CHALLENGE
Select every row below that contains the string "stone", and copy each one. The match is case-sensitive.
━━ SOURCE DATA
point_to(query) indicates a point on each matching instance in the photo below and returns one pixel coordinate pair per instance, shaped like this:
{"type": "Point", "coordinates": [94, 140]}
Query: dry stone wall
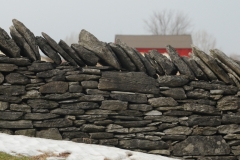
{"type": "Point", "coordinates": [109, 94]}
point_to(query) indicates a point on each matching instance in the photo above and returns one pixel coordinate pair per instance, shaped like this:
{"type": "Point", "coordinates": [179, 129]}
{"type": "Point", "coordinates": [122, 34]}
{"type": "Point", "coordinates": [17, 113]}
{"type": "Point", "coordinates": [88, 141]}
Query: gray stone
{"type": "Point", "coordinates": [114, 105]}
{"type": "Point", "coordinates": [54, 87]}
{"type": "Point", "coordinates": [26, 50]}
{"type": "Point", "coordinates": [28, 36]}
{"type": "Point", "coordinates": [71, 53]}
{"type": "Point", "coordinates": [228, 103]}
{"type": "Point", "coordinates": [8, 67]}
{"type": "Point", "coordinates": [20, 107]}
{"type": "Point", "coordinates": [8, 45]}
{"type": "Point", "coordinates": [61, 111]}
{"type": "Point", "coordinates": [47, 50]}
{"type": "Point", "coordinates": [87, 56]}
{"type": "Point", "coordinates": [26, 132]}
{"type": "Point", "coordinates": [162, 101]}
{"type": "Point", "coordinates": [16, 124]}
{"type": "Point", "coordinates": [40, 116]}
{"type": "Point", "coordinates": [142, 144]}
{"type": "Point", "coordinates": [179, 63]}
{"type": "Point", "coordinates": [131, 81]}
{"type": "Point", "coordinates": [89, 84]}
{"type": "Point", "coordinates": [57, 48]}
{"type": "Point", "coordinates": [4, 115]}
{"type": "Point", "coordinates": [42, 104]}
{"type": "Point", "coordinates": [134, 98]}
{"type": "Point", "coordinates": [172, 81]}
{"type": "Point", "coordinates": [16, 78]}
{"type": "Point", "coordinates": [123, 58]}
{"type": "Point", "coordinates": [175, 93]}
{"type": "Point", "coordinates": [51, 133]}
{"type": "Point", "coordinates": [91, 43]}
━━━━
━━ SOURCE DATA
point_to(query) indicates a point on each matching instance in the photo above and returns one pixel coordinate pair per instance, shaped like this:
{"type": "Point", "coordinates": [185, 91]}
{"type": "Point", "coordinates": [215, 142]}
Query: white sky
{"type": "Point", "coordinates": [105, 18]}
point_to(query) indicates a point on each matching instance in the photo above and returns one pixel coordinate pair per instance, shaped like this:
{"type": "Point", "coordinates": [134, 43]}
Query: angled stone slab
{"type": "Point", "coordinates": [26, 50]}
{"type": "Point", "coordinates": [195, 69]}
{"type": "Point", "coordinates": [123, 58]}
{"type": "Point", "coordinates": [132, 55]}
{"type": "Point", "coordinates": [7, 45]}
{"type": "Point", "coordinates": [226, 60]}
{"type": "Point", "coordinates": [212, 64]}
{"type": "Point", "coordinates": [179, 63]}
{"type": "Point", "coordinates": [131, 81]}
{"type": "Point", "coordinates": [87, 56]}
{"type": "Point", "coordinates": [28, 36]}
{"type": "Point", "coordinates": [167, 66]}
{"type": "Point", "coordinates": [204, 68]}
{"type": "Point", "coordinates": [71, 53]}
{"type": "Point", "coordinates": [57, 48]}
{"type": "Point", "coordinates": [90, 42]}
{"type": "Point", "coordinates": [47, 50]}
━━━━
━━ SOURCE DATA
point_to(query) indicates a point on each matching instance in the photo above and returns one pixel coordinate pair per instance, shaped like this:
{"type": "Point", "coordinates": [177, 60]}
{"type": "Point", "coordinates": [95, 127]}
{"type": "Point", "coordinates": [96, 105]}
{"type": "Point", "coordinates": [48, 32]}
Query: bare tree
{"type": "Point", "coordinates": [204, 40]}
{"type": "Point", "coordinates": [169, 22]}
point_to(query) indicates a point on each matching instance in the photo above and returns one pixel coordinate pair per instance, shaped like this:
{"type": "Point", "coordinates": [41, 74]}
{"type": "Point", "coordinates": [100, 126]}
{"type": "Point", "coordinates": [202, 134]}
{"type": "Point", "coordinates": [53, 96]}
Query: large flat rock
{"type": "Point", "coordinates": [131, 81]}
━━━━
SOLUTION
Query: dry stone wall
Query: gray stone
Query: angled stone slab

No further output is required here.